** Begin **

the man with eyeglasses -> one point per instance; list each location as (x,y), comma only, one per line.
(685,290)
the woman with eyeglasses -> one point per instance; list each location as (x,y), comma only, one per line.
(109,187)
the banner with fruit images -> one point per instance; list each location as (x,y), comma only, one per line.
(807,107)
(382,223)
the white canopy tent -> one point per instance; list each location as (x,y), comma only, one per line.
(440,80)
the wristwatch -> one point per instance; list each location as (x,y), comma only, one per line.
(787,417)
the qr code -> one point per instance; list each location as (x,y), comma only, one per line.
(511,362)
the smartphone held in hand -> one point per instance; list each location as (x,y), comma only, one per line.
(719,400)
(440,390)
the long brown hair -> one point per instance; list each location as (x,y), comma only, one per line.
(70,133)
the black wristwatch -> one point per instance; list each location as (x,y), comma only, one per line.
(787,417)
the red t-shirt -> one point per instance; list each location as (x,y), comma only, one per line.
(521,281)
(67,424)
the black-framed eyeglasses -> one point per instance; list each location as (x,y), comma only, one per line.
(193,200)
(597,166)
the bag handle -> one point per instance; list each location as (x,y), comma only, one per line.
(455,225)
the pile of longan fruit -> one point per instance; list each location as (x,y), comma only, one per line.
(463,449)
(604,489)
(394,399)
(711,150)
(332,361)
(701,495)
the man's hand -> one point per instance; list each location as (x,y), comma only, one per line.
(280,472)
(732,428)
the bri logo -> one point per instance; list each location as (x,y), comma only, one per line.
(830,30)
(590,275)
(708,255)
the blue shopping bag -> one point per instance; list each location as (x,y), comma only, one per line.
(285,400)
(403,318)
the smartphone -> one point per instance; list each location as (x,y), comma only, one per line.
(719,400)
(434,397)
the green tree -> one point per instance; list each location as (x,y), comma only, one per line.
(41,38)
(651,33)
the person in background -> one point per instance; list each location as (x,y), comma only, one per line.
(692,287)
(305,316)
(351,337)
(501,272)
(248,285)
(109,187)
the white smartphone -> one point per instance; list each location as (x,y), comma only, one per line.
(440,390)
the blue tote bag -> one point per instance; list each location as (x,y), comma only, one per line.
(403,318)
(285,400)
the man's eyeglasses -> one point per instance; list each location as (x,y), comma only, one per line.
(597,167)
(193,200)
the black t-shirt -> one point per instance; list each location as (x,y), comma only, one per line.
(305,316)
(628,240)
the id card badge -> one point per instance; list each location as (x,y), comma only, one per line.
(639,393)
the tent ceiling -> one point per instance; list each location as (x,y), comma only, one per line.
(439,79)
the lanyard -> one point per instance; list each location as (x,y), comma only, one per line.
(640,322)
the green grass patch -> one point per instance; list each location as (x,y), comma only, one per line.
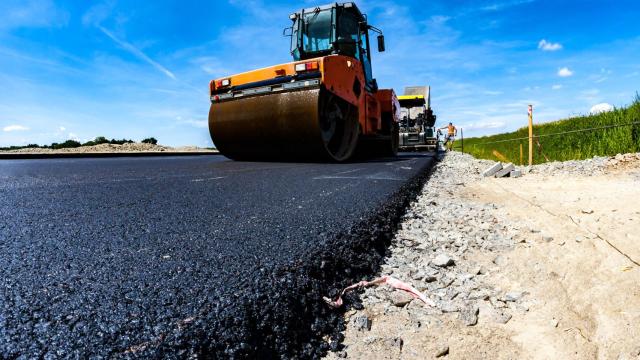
(575,141)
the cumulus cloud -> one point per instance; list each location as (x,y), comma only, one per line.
(545,45)
(11,128)
(600,108)
(565,72)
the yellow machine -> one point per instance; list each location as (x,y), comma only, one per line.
(323,105)
(417,120)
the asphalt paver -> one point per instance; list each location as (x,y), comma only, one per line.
(190,256)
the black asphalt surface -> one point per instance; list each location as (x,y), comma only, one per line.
(172,257)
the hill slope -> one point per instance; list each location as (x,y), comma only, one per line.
(611,133)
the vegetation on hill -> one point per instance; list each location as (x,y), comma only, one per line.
(581,137)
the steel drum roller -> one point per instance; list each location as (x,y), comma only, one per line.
(304,124)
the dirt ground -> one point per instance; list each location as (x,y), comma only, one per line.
(574,265)
(110,148)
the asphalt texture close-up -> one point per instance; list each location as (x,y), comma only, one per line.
(174,257)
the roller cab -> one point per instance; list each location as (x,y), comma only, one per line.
(322,106)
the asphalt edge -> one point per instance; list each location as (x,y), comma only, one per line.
(296,323)
(34,156)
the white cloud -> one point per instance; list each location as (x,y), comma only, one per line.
(485,125)
(600,108)
(15,128)
(565,72)
(137,52)
(31,13)
(545,45)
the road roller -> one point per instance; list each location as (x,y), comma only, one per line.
(324,105)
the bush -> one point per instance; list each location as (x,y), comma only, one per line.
(151,140)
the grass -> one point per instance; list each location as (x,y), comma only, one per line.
(570,146)
(74,144)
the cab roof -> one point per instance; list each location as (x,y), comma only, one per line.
(346,5)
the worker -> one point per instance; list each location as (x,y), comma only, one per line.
(452,132)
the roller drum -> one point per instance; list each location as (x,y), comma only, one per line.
(307,124)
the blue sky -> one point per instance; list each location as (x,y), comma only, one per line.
(116,68)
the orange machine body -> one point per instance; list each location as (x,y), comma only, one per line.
(340,75)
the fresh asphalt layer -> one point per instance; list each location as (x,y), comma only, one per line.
(172,257)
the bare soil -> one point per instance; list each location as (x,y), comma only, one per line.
(573,262)
(111,148)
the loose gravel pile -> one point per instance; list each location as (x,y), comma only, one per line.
(111,148)
(430,250)
(594,166)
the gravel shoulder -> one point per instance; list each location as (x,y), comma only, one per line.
(110,148)
(543,266)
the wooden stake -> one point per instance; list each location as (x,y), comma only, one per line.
(521,155)
(530,135)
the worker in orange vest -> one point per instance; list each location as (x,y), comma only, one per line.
(452,132)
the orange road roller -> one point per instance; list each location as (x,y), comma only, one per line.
(323,106)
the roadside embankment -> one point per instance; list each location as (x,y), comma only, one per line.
(542,266)
(106,150)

** End **

* What you should do: Your task is to reproduce all of the material exactly. The pictures stay out.

* Output for this exercise:
the man with eyeglasses -> one point per instance; list each location as (x,y), comma only, one per line.
(685,290)
the woman with eyeglasses -> one point per instance; list each location as (x,y), comma only, one per line.
(109,187)
the banner with fruit images -> one point per instance; list each location as (x,y), comma only, one per line.
(807,107)
(382,223)
the white canopy tent -> one point per instance; list each location as (x,y), comma only, one per line.
(440,80)
the wristwatch -> one point per instance; list each location as (x,y), comma only, one per line.
(787,417)
the qr code -> one point per instance; list each location as (x,y), comma only, one per line.
(511,362)
the smartphone held in hand -> one point per instance; list each location as (x,y), comma only, one per line.
(719,400)
(440,390)
the long brown hair -> one point per instance; list each location as (x,y), comma only, one per line.
(70,133)
the black wristwatch -> one point per instance; list each location as (x,y), comma only, one per line.
(787,417)
the red t-shirt -> one point per instance; list each location as (x,y), comma only, one per line.
(521,281)
(67,424)
the black-framed eyeglasses -> one point per instance; list each location as (x,y), comma only, one per line.
(193,200)
(597,166)
the bag handle -> one point per instance; list each location as (x,y), comma only, one per line.
(455,225)
the pile of longan fruit -> one point per instance; list each location as (x,y), comma only, one per line.
(463,449)
(604,489)
(394,399)
(711,150)
(332,361)
(701,495)
the man's hand -> one point per instance; list each location as (x,y), comma only, one per line.
(280,472)
(732,428)
the bri logo -> one point per instance; list each location as (x,y), comma only, one per line.
(830,30)
(590,275)
(708,255)
the blue shopping bag -> one point per instance; list each location as (x,y), comma only, one per line.
(285,400)
(403,318)
the smartphone -> one point per instance; list each location as (x,y), comma only, one per line.
(719,400)
(434,397)
the green tree -> one point per instance; list each location as (x,y), comma only, one per line.
(41,38)
(651,33)
the person in background -> one point per instance; list each location as (x,y), comma only, one per line.
(692,287)
(305,316)
(351,337)
(501,272)
(248,285)
(109,187)
the white smartphone -> one point per instance; list each location as (x,y), comma only, one per line.
(440,390)
the blue tote bag -> one point per instance; list each location as (x,y), comma only, one per line.
(403,318)
(285,400)
the man's eyeglasses -> one point per instance; list each location as (x,y), comma only, one per line.
(597,167)
(193,200)
the black t-shirt -> one point per instance; list each location as (x,y), comma only, one per line.
(305,316)
(628,240)
the id card badge -> one point per instance; list each location as (x,y), comma only, one per line.
(639,393)
the tent ceiling -> one point per instance; list each location as (x,y), comma only, one per line.
(439,79)
the lanyard -> one point per instance; list each location as (x,y), comma only, one per line.
(640,322)
the green grass patch -> one point per instance; list each location as (x,y), comma only, one per line.
(575,141)
the cumulus cloud -> one point per instance; list each location as (x,y), comma only, one per line.
(545,45)
(11,128)
(600,108)
(565,72)
the yellow machine -> one point per instance; list each location as (x,y), comma only, one per line.
(323,105)
(417,120)
the asphalt paver -> one point per instance; list each location as (x,y), comma only, one per line.
(190,256)
the black asphalt surface -> one point per instance; list each location as (x,y), comma only, one per line.
(172,257)
the hill slope -> one point per instance; list each location as (x,y), comma only, one per line.
(611,133)
the vegetation on hill -> one point per instance; list each location as (x,y), comma only, one per line.
(581,137)
the steel drum roller -> one point per instance; list each location as (x,y), comma only, one per line.
(304,124)
the dirt ground -> one point per instance; list each location as (x,y), comma only, one per line.
(574,265)
(110,148)
the asphalt texture close-up -> one point per instance; list each location as (x,y), comma only, one per line.
(174,257)
the roller cab -> one point per instance; list each location as (x,y), comma only, one per line.
(322,106)
the asphalt edge -> one point per instance; list each location as (x,y), comma only, one per line.
(296,323)
(34,156)
the white cloud -> one point per instance; list each location as (x,y), comma only, one per line.
(485,125)
(600,108)
(15,128)
(565,72)
(137,52)
(31,13)
(545,45)
the road roller -> one point per instance; list each location as (x,y), comma only, one per line.
(324,105)
the bush -> one point per instance; list each location as (x,y), comma only, one per line.
(151,140)
the grass -> one point per instance; list each location as (x,y), comma only, one per line.
(570,146)
(74,144)
the cab roof -> one point per instance; list each location as (x,y), comma only, one per line.
(346,5)
the worker -> one point per instance; list each location as (x,y), comma only, one per line.
(452,132)
the roller drum -> one point per instance; list each location as (x,y), comma only, one per line.
(307,124)
the blue sky -> one point per instance; list each location as (x,y), comma only, one per line.
(116,68)
the orange machine body -> one point per instance; list each location as (x,y), comma only, one per line.
(340,75)
the fresh asphalt layer -> one point per instance; list each location as (x,y), comma only, one per line.
(172,257)
the bare soil -> one point per instance; list each location as (x,y), comma only, one per line.
(573,262)
(111,148)
the loose gravel pile -> one point per instance; list each location as (x,y), comma only, one per line.
(111,148)
(430,250)
(594,166)
the gravel shoulder -> one point per instance; list each location as (x,y), comma only, one per line.
(110,148)
(543,266)
the wooden stake -> one point per instance; list each location as (x,y), comma only, one per line.
(521,155)
(530,135)
the worker in orange vest -> one point per instance; list each location as (x,y), comma only, one per line.
(452,132)
the orange road roller -> one point per instance; list each location as (x,y), comma only, one per line.
(323,106)
the roadside embankment -> one point per instance; list each location as (x,y), comma only, one per line.
(542,266)
(106,150)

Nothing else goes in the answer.